Menurut bacaan di bawah tentang pendekatan CEP, kegiatan pembelajaran dalam pendekatan itu dikaitkan dengan apa?

* **BACAAN**
-----

Pendekatan Chemo-entrepreuneurship (CEP) menekankan pada kegiatan pembelajaran yang
dikaitkan pada obyek nyata, sehingga selain mendidik, pendekatan ini memungkinkan
mahasiswa dapat mempelajari proses pengolahan suatu bahan menjadi produk yang
bermanfaat dan bernilai ekonomi. (Titi Wahyukaeni,2006). Edmund menyatakan
kemampuan untuk berstrategi kreativitas dan berinovasi serta mengembangkan ketrampilan
dapat meningkatkan kompetensi khusus Agung (1998).
4
D. Identifikasi Masalah
Berdasarkan paparan pemikiran diatas maka permasalahan di Prodi Tadris (Pendidikan)
Kimia sebagai berikut:
1. Inovasi dalam pengembangan perangkat pembelajaran pendidikan kimia di Tadris IAIN
Walisongo menjadi sangat penting sebagai upaya peningkatan kualitas Pendidikan
Kimia.

-----

* **DATA YANG DIBERIKAN**

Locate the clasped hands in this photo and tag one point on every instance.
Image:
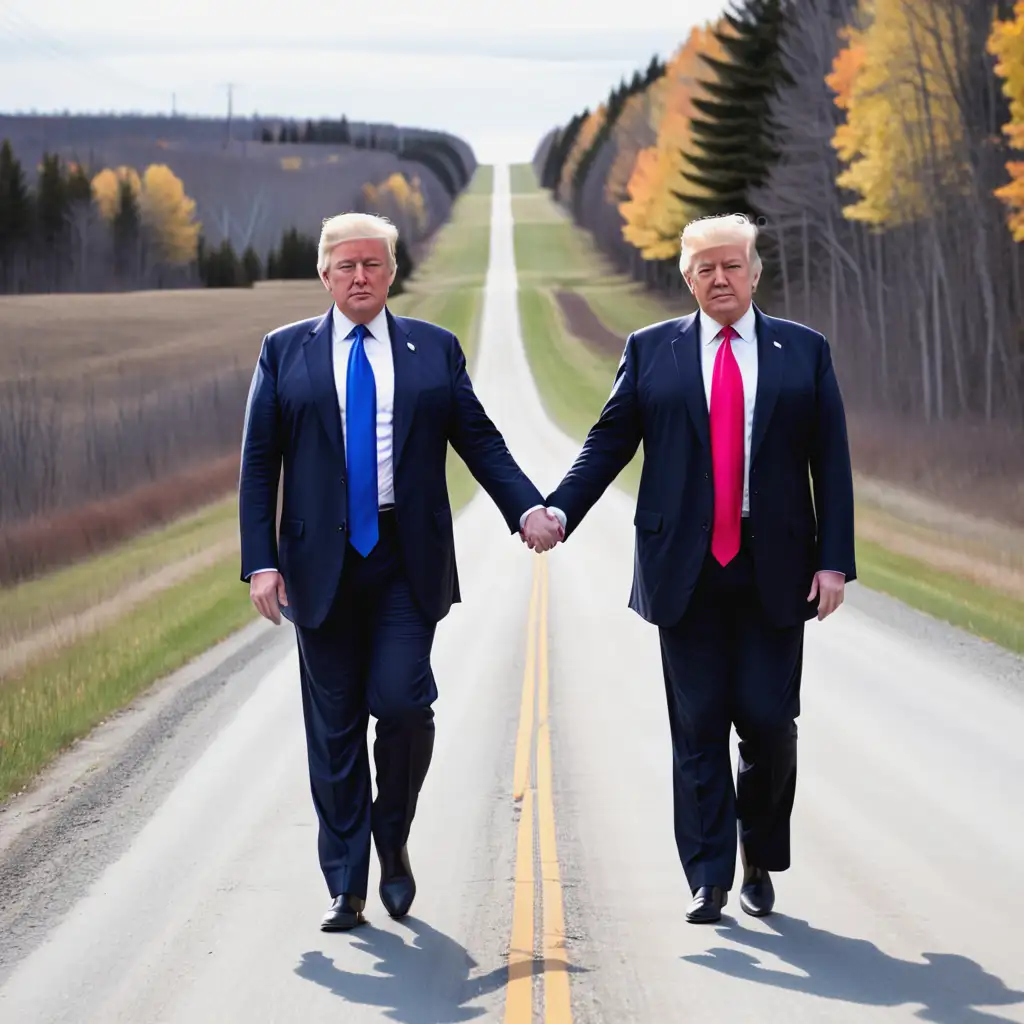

-----

* **JAWABAN**
Dengan obyek nyata.